◆ WHAT THE TASK REQUIRES
Reproduce the entries exactly.

**** RECORDS FOR THIS EXERCISE ****

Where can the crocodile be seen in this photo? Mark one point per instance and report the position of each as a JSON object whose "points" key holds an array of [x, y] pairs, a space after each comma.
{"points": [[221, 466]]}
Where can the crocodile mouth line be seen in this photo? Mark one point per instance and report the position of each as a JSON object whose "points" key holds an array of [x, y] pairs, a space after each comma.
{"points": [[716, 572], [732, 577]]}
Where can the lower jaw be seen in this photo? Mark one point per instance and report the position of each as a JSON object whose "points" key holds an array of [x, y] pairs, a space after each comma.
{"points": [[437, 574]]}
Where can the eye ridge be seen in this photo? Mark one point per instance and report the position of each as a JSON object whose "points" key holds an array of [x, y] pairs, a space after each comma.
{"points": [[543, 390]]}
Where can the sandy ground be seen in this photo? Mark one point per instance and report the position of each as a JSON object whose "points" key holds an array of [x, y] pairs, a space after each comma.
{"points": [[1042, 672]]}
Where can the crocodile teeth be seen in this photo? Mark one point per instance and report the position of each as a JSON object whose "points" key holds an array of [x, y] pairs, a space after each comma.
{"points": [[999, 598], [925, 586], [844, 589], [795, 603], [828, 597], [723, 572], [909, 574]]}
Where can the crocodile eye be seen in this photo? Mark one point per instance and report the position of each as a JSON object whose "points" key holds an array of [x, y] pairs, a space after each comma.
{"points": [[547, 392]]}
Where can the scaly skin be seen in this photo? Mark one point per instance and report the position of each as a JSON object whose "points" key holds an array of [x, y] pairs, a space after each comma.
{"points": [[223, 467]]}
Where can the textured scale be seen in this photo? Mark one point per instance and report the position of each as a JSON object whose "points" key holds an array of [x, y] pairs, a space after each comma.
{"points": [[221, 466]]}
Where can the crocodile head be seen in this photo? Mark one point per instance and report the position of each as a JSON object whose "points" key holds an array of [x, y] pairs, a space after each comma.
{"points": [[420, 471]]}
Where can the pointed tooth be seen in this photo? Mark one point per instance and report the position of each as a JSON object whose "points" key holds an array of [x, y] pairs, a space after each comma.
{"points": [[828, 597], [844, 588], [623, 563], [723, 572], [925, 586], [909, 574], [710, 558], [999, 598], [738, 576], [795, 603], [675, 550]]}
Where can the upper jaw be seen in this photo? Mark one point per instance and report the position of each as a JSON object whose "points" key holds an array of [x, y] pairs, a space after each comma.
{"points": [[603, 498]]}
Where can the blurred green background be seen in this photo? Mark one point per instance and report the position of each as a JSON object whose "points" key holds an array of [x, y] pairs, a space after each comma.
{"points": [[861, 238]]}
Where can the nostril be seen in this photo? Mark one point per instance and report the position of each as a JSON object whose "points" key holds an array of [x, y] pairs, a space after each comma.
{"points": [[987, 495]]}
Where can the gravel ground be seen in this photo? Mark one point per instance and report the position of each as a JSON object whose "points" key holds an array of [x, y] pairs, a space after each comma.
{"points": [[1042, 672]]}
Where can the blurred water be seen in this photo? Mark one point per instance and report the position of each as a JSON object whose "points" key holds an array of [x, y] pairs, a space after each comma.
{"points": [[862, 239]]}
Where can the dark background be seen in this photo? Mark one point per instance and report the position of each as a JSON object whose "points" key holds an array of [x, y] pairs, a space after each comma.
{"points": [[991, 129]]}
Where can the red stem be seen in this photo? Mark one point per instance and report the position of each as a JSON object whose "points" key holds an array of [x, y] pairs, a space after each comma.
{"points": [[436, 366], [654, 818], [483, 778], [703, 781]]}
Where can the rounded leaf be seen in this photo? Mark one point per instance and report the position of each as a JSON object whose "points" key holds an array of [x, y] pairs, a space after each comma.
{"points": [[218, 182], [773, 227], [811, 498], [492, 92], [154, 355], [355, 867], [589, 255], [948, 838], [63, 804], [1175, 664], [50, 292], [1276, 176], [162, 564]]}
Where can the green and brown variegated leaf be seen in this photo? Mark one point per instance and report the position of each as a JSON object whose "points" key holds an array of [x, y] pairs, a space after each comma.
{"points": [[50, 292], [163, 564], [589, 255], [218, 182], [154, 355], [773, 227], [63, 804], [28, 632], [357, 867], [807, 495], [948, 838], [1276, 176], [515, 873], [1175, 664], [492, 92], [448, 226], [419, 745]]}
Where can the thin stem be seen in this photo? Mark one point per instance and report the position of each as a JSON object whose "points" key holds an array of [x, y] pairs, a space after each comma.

****

◆ FINISHED EXERCISE
Where can the crocodile be seen in this photo? Mark one point per instance and report the position of each as a JSON object whose "points" key holds an array of [x, y] pairs, a space after each comma.
{"points": [[221, 466]]}
Where can the crocodile mouth line be seen in this photo? Mark one point per instance and report the position of each as a JSON object whose "points" key holds an array of [x, y] pairs, a space after each comma.
{"points": [[716, 572], [732, 577]]}
Where can the lower jaw be seen in this photo? Mark one point per instance and report the position of each as a JSON object whose "points" key holds an array of [x, y] pairs, a space after each comma.
{"points": [[437, 574]]}
Where can the eye ridge be seen in this photo? Mark one point per instance and report the position of each as a JSON object whose "points" key holds an array of [x, y] pairs, a space after each comma.
{"points": [[543, 390]]}
Where can the sandy ground be seen in this photo? Mark one point per instance and report the position of each as a JSON object whose "points" key holds an array of [x, y] pairs, a space after each comma.
{"points": [[1042, 672]]}
Where can the crocodile teeth be seen in this photo? Mark one point per instance and report the position of each as a JSON object whose "points" key holds an array of [x, y] pairs, a space after each comma.
{"points": [[999, 598], [925, 586], [844, 589], [795, 603], [828, 597], [723, 572], [909, 574]]}
Where can the crocodile eye be seen in this photo? Mark one point per instance and report the position of each as a JSON object whose "points" key holds an array of [x, y] pairs, a space after each comma.
{"points": [[547, 392]]}
Where can the scaly skin be seen in this photo? Mark one point per instance and report the position of each as a JSON object whose "points" key holds an array of [x, y] pairs, a space after each comma.
{"points": [[223, 467]]}
Where can the textured scale be seen in this photo? Mark one point per instance and report the position of each as a JSON object whose "points" key holds an array of [x, y] pairs, a space after each comma.
{"points": [[221, 466]]}
Where can the crocodile head be seen in this photo? Mark one point per instance and report the position of each as a JSON object whose "points" key holds an array of [x, y] pairs, a space after each comma.
{"points": [[420, 471]]}
Where can the pointed tooth be seen in this photo? Mark one point per instance and report the position of each as a JSON object whose "points" key holds an array of [x, y] pairs, a space after each comma.
{"points": [[828, 597], [844, 588], [623, 563], [723, 572], [925, 586], [909, 574], [710, 558], [999, 598], [738, 576], [795, 603], [675, 550]]}
Where can the upper jaw be seen in this photo? Mark one point per instance and report the position of each as a JSON object whose "points" key holds an array of [x, y] pairs, a space after each comma.
{"points": [[603, 498]]}
Where can the blurred green background be seen in this photo? Mark one point per instance and report the position of each as a JSON object whose "points" key holds an array of [x, y] pairs, a space after each comma.
{"points": [[861, 238]]}
Where can the nostril be seen in this photo? Mark one point per instance and report the position of each as a JSON object whose "points" key holds an array of [x, y] pairs, a space after each comma.
{"points": [[987, 495]]}
Where can the gravel ground be seen in this photo? Mark one point per instance and report the position of each as a JSON object whose "points" key holds an array of [x, y] pairs, a space after each comma.
{"points": [[1042, 672]]}
Where can the blurred water be seen in this photo? Mark one point per instance and report the position of each as a JSON object whose "points" key holds an array of [x, y] pairs, a space after each comma.
{"points": [[862, 239]]}
Where can the dark background be seen in this photo? Mark one point per instance and report the position of each as a JSON object whose "points" key holds an array of [x, y] pairs, a space after each comma.
{"points": [[991, 129]]}
Where can the red stem be seen in this photo? Mark one point per instance and report the position of each as a JSON object whose "points" key holds an array of [x, y] pairs, a space after each comma.
{"points": [[436, 366], [654, 818], [483, 778], [703, 781]]}
Where can the rounded leaf be seen in this photo? Mark one point per instance and report the position of each as a JSON object whose "points" key holds an array of [x, y] pairs, a space after each comma.
{"points": [[218, 182], [773, 227], [811, 498], [492, 92], [154, 355], [355, 867], [589, 255], [948, 838], [63, 804], [1175, 664], [50, 292], [1276, 176], [162, 564]]}
Where can the green and brown variegated leaf be seen in this photo? Mark one point per instance and report the position of each as a JSON object whose "points" key holds an array of [x, y] pairs, a space after each comma.
{"points": [[50, 292], [163, 564], [589, 255], [218, 182], [154, 355], [773, 227], [63, 804], [28, 632], [357, 867], [807, 495], [948, 838], [1276, 176], [515, 873], [1175, 664], [492, 92], [448, 226], [419, 745]]}
Where can the thin stem be seen in this photo? Mark one point per instance and report the position of each as a JSON object whose "points" key holds an array of [x, y] pairs, a space after each comma.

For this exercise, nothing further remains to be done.